--- Stated problem ---
Scale the point coordinates in the answers of the records below by 2.35, rounding each result to a whole number with halves rounded up. Reproduce every line of all the records, requests included, and leave the requests and their wording unchanged.

--- Working data ---

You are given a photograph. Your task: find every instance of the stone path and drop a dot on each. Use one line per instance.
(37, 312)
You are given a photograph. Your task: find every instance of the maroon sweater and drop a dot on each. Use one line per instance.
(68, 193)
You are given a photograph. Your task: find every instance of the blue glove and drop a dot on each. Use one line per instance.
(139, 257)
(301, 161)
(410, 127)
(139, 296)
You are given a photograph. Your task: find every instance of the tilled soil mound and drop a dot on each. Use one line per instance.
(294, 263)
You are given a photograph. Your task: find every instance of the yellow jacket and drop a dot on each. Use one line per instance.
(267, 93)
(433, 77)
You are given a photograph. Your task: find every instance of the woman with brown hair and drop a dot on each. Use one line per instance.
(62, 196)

--- Answer to this exercise ---
You are given a photograph. Your task: find every instance of the stone path and drop a dot on each. Use one line per instance.
(87, 733)
You are given a photograph. Your task: find every instance of the maroon sweater and drop a dot on each. Use one line per instance.
(160, 454)
You are given a photograph. Your task: find every instance of the blue glove and drop a dot on each. Use one line per instance.
(327, 604)
(707, 378)
(964, 298)
(327, 696)
You are given a photograph. Your task: find every instance of the tilled soil mound and drop a dot on each. Use one line per instance.
(691, 618)
You are given a photograph. Your task: find every instance of the yellow jacket and drop a dot on each. Use one line per instance.
(627, 219)
(1018, 181)
You are given a photograph. Your task: find every instance of the woman with brown hair and drop a dot on each. Use one line per instance.
(146, 461)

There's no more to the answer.